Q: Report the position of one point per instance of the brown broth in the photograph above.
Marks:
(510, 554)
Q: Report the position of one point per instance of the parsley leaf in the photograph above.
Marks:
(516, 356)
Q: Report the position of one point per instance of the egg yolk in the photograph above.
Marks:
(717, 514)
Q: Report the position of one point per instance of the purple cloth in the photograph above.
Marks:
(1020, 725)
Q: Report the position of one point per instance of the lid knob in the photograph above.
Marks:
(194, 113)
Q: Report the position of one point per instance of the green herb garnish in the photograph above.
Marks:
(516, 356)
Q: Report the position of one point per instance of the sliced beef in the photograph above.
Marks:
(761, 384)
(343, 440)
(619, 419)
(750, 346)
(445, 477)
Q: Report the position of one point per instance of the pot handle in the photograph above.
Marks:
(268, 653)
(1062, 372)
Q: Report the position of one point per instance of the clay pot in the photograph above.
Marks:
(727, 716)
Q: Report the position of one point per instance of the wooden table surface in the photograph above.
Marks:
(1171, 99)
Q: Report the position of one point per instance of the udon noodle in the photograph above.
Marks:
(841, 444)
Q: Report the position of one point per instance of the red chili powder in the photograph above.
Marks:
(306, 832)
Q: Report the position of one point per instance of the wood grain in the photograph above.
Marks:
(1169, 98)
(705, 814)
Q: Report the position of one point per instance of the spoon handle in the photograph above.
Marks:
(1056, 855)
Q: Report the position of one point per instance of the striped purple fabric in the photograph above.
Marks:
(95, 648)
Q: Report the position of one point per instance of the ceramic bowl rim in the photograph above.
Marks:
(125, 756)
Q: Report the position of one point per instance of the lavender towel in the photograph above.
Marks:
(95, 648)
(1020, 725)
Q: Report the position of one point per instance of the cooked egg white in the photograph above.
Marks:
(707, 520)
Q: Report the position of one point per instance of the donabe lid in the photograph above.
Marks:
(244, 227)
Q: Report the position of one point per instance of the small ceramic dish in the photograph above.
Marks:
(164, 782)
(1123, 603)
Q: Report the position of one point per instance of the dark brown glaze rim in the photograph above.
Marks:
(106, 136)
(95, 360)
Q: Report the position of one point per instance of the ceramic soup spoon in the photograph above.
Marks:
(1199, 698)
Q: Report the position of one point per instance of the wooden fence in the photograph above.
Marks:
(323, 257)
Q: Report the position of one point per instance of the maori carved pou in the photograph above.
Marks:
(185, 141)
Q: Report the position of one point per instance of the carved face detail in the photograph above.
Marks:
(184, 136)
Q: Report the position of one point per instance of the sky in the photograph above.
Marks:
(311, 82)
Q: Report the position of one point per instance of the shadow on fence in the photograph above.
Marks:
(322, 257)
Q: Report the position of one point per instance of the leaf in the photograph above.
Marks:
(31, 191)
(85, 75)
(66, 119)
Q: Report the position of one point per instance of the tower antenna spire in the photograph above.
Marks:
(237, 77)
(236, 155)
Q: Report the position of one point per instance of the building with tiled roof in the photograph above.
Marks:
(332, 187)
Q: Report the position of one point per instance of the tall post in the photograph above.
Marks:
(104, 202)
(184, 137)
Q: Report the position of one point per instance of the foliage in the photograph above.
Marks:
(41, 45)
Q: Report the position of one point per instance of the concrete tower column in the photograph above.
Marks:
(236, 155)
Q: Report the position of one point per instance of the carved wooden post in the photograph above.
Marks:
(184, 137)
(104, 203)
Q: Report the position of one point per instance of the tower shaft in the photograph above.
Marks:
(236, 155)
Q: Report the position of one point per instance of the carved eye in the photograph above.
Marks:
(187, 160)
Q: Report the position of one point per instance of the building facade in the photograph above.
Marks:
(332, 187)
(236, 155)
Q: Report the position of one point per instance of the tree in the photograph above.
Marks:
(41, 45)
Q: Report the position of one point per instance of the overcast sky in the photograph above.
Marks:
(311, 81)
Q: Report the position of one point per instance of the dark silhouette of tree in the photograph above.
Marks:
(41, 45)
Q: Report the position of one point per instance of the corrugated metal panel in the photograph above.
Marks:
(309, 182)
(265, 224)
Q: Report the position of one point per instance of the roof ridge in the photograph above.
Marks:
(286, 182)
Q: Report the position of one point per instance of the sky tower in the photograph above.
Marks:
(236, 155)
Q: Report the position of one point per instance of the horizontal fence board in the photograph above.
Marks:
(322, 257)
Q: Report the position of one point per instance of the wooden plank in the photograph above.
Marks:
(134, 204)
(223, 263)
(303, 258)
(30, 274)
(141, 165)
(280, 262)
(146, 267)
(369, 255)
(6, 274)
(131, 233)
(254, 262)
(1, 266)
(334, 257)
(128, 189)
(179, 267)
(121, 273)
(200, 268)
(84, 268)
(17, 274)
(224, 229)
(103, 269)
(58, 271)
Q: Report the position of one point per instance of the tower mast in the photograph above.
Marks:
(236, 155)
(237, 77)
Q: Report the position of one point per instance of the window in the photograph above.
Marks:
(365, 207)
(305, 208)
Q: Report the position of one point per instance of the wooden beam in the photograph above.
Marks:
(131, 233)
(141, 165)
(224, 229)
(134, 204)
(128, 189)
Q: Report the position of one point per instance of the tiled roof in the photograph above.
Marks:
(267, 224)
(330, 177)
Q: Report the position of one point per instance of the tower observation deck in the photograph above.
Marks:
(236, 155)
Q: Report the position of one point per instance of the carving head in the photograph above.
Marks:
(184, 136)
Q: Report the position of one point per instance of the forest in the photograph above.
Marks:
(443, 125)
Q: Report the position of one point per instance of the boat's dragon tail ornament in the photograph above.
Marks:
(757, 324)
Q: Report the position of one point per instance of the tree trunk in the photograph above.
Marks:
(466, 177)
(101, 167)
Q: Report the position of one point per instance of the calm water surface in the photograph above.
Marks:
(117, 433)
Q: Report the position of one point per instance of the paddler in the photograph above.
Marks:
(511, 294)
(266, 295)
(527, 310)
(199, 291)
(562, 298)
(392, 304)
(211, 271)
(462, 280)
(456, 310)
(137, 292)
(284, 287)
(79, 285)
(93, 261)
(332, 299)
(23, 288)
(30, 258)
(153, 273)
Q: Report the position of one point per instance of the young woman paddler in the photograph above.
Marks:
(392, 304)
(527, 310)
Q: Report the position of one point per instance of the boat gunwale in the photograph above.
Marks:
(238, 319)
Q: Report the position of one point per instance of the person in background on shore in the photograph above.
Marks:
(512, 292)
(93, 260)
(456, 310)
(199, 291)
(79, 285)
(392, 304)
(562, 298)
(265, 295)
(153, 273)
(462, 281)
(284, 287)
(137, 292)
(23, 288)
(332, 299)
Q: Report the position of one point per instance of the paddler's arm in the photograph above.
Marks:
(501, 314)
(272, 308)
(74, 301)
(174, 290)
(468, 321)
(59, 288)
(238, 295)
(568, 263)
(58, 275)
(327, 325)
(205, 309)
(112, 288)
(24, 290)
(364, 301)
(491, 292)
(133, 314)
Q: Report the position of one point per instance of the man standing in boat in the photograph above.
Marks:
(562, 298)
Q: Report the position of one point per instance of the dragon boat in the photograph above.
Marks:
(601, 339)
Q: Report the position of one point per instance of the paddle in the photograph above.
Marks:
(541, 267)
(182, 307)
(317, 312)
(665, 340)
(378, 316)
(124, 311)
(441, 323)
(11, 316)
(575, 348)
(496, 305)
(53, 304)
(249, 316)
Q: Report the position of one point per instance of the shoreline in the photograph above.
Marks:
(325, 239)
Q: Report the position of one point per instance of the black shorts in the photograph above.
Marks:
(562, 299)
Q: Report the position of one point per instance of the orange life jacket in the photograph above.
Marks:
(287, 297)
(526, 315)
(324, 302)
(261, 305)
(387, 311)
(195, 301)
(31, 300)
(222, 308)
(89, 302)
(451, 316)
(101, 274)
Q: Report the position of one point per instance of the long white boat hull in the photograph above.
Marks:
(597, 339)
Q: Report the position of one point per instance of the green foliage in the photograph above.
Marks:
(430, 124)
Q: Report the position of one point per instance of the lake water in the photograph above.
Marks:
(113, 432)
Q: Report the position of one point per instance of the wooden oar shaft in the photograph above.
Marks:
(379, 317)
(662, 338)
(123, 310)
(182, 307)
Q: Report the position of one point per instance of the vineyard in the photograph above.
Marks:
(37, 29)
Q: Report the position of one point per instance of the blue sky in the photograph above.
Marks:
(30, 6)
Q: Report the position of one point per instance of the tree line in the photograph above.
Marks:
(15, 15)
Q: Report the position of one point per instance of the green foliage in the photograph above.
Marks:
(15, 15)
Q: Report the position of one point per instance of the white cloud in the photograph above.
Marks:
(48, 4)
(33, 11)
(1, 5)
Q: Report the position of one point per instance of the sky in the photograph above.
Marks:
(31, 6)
○ ○ ○ ○ ○ ○ ○
## Exercise objective
Only the lines from the one that contains "shoreline in the photograph above." to the end of the data should be output, exactly as they appear.

## Output of the task
Q: Report the position of one point per instance of the shoreline in the photograph above.
Marks:
(325, 239)
Q: Report the position of one point per instance of the black shorts in the photograph above.
Marks:
(562, 299)
Q: Report the position of one point per instance of the orange life jacket in the photograph above.
Marks:
(287, 297)
(526, 315)
(324, 302)
(261, 305)
(387, 311)
(195, 301)
(31, 300)
(222, 308)
(89, 302)
(451, 316)
(101, 274)
Q: Report the position of one point per instance of the long white boat hull in the photograph above.
Marks:
(597, 339)
Q: Report the position of one point per instance of the green foliage in the photograph above.
Marks:
(430, 124)
Q: Report the position of one point per instance of the lake water in the photograph above.
Marks:
(113, 432)
Q: Report the position of one point per instance of the wooden oar shaft in the photograph above.
Marks:
(379, 317)
(662, 338)
(123, 310)
(182, 307)
Q: Report the position of one point per instance of the vineyard in the photograph above.
Marks:
(37, 29)
Q: Report the position of one point per instance of the blue sky in the photograph above.
Marks:
(30, 6)
Q: Report the position of one point per instance of the tree line in the photograph above.
Marks:
(15, 15)
Q: Report the position of one point per instance of the green foliage in the photograph above.
Marks:
(15, 15)
Q: Report the position of one point per instance of the white cloud in the photograph above.
Marks:
(48, 4)
(33, 11)
(1, 5)
Q: Report the position of one point per instance of the sky in the photograph above.
Marks:
(31, 6)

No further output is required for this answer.